WHAT TO DO —
Rewrite every item below, changing "one point per instance" to "a single point for each instance" wherever it occurs and keeping everything else unchanged.

Coordinate annotation items:
- - -

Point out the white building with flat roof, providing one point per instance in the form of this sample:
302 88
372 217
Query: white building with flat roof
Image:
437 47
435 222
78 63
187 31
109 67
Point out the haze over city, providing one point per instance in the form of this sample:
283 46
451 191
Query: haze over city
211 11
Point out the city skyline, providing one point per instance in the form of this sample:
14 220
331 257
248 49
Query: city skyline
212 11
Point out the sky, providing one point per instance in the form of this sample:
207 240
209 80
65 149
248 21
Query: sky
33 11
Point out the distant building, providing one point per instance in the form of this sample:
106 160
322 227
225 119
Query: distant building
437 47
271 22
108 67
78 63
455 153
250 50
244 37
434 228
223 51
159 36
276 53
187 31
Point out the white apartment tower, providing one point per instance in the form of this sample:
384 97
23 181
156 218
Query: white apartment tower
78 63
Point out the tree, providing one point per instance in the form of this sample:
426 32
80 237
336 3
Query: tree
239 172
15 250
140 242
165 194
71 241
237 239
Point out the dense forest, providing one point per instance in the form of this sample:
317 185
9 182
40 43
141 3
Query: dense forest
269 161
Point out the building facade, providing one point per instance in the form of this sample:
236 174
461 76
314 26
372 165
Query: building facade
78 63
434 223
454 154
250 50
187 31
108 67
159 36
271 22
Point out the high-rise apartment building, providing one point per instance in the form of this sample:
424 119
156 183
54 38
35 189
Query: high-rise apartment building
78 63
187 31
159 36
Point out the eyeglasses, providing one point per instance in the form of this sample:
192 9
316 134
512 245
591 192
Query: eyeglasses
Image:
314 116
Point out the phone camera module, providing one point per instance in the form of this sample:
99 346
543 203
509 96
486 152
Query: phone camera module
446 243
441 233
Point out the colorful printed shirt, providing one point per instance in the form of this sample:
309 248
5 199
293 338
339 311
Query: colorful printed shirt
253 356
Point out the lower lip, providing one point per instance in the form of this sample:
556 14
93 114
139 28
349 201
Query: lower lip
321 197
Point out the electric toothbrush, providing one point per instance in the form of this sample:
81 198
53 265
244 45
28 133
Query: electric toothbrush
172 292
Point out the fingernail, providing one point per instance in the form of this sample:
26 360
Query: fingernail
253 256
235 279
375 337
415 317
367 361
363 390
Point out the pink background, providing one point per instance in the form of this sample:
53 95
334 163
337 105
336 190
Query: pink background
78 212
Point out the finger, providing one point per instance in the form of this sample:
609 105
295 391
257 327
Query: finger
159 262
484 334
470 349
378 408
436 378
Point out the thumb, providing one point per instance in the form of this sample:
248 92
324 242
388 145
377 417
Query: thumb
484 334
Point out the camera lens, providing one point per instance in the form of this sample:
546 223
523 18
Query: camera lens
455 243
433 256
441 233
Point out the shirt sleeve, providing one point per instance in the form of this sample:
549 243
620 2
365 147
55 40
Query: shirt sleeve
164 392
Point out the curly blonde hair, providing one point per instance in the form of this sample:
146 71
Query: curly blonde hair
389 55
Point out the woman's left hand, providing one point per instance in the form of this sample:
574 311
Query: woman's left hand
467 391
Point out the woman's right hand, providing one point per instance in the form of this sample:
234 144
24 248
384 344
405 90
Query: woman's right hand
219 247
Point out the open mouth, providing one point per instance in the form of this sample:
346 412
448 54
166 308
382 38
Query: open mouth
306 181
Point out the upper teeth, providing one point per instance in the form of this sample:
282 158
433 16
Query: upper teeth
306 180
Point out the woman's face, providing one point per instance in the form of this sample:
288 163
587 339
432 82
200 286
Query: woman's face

- - -

REPLY —
Point out the white building with flat roof, providing a single point for each instance in the form of this sample:
302 88
372 217
Query: white building with flat roof
Image:
437 47
435 222
78 63
187 31
109 67
Point out the haze over city, providing a single point for each instance in the form of this sample:
283 46
451 191
Query: haze over city
211 11
Point out the city skyline, providing a single point for each instance in the form of this sample:
14 220
331 257
248 49
Query: city skyline
212 11
Point out the sky, providing a single point for each instance in the form of this sample:
207 240
209 80
65 149
248 21
Query: sky
33 11
Point out the distant building, providing a single point for each instance in the form of this sample:
106 160
322 227
225 119
Query: distant building
437 47
271 22
108 67
78 63
455 153
250 50
244 37
434 228
223 51
159 36
276 53
187 31
Point out the white apartment tower, providing a single point for each instance in the form of this sample:
384 97
23 181
156 218
Query: white apartment tower
78 63
Point out the tree, providing a single point for each instance in the form of this sample:
426 32
80 237
336 3
Query: tree
239 172
15 250
140 242
165 194
71 241
237 239
Point out the dense forest, providing a single point for each instance in the form of this sample:
317 185
9 182
40 43
141 3
Query: dense forest
269 161
Point out the building facade, providing a single point for each instance in the form of this sample:
236 174
461 76
314 26
372 165
Query: building facade
78 63
434 223
454 154
250 50
187 31
108 67
159 36
271 22
Point out the high-rise apartment building, providing a single point for each instance in the form of this sample:
424 119
156 183
54 38
35 189
Query: high-rise apartment building
78 63
187 31
159 36
Point out the eyeglasses, providing a single point for each instance in the form of this sample:
192 9
316 134
512 245
591 192
Query: eyeglasses
Image:
314 116
Point out the phone camera module, providing a single point for each instance in the form of this sample:
99 346
543 203
509 96
486 152
Query: phone camera module
446 243
441 233
Point out the colorful printed shirt, providing a single point for each instance in the form of this sample:
309 248
5 199
293 338
339 311
Query: colorful printed shirt
253 356
Point out the lower lip, providing a single point for each instance in the form of this sample:
556 14
93 114
139 28
349 201
Query: lower lip
321 197
Point out the electric toothbrush, providing a single point for each instance in the form of this sample:
81 198
53 265
244 45
28 133
Query: electric toothbrush
172 292
Point out the fingernail, providing a single point for each instance in the form of this sample:
26 360
Query: fingernail
253 256
235 279
375 337
415 317
367 361
363 390
Point out the pink background, providing a single point for each instance in the form of this sample:
53 95
334 163
337 105
336 190
Query: pink background
78 212
Point out the finger, providing a single point for each instance in the form of this sample:
609 105
295 391
257 327
Query: finger
159 262
484 334
470 349
378 408
436 378
Point out the thumb, providing a single point for each instance in the form of this sample:
248 92
324 242
388 145
377 417
Query: thumb
484 334
Point out the camera lens, providing a single point for each instance in the form of this sample:
546 223
523 18
Query: camera lens
455 243
433 256
441 233
Point out the shirt sleeve, providing a single point for each instance in the form of this sample:
549 243
620 2
365 147
55 40
Query: shirt sleeve
164 392
Point out the curly blonde hair, providing a single point for each instance in the form of this sample:
146 71
Query: curly blonde hair
389 55
Point out the woman's left hand, providing a single point for each instance in the form of this sample:
574 311
Query: woman's left hand
467 391
Point out the woman's right hand, providing a single point for each instance in the form of this sample:
234 144
24 248
384 344
405 90
Query: woman's right hand
219 247
Point out the open mouth, providing a single point for each instance in the form of this sample:
346 412
448 54
166 308
382 38
Query: open mouth
306 181
Point out the upper teeth, providing a single point for each instance in the form of this sample:
282 158
433 16
Query: upper teeth
306 180
Point out the woman's face, providing a single point for each instance in the form of this sample:
288 163
587 339
432 82
200 286
Query: woman's face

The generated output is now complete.